THE TASK.
Copy out the stretch of data from the line containing "Which region contains the paved" through the line containing "[121,185,144,206]", both lines included, word for word and with nothing else.

BEGIN SUPPLIED DATA

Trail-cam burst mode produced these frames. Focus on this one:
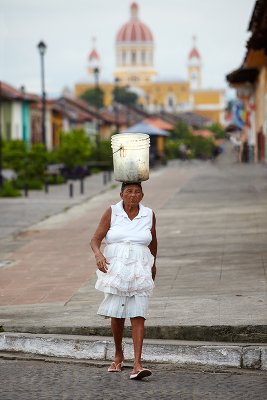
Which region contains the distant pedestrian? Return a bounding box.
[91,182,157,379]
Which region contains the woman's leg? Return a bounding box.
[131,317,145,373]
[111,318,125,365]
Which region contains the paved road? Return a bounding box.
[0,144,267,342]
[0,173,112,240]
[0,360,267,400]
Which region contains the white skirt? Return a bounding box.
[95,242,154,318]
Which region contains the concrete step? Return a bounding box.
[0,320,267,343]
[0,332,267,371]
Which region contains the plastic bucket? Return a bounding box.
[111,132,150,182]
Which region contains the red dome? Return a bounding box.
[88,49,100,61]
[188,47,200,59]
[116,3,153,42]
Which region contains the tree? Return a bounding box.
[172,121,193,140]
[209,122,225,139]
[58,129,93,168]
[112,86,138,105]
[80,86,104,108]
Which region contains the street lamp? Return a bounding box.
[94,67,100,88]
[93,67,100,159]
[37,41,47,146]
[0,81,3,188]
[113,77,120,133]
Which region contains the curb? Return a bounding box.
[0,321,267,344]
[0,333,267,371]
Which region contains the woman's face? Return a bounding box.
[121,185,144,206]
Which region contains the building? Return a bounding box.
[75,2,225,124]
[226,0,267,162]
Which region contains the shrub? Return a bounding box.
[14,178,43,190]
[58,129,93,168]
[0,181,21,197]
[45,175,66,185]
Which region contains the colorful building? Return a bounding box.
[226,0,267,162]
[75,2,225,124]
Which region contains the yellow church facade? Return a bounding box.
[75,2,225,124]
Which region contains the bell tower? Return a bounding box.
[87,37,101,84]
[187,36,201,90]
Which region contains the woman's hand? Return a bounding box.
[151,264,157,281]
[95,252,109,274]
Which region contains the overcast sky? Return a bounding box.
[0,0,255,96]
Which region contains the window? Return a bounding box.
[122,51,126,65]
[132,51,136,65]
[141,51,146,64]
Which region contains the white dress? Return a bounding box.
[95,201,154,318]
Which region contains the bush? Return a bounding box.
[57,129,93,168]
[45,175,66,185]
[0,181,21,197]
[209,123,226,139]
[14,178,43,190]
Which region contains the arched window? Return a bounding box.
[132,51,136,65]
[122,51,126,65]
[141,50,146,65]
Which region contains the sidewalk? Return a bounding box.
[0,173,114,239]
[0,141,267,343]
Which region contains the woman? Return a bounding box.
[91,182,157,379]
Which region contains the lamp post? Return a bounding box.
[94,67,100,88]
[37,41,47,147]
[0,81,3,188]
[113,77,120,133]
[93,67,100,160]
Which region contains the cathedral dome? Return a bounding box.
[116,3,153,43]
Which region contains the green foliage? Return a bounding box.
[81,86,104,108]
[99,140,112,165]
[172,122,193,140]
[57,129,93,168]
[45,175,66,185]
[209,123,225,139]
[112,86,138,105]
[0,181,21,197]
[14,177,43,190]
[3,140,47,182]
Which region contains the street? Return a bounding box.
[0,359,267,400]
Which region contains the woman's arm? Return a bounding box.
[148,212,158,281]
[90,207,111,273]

END SUPPLIED DATA
BEGIN SUPPLIED DATA

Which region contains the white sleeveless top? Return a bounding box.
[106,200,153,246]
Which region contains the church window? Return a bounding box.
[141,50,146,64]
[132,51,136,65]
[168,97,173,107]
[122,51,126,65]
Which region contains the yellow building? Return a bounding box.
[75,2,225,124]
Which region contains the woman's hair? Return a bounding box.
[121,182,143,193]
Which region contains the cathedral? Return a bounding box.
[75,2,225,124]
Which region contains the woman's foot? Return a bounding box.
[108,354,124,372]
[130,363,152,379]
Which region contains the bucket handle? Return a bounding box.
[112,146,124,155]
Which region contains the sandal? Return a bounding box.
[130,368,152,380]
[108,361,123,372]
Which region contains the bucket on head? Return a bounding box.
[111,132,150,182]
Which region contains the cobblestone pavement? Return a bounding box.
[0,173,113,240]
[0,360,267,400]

END SUPPLIED DATA

TASK RESPONSE.
Which region contains the paved road? Return a bounding box.
[0,144,267,342]
[0,173,112,240]
[0,360,267,400]
Which region contains the white skirt? Return a bounding box.
[95,242,154,318]
Which region contains the concrete step? Return a bounding box.
[0,320,267,343]
[0,332,267,371]
Which region contains the plastic bucket? Return a bounding box.
[111,132,150,182]
Which region contains the red dome? Return a bounding box.
[88,49,100,61]
[188,47,200,59]
[116,3,153,42]
Which region contains the tree? Return a bounding box.
[172,121,193,140]
[209,122,225,139]
[58,129,93,168]
[112,86,138,105]
[80,86,104,108]
Which region contains the street lamp? Return a bounding box.
[94,67,100,88]
[93,67,100,159]
[37,41,47,146]
[0,81,3,188]
[113,77,120,133]
Which region contains the curb? Return a bounding box.
[0,321,267,344]
[0,333,267,371]
Which region contains the woman's face? Return a bounding box.
[121,185,144,206]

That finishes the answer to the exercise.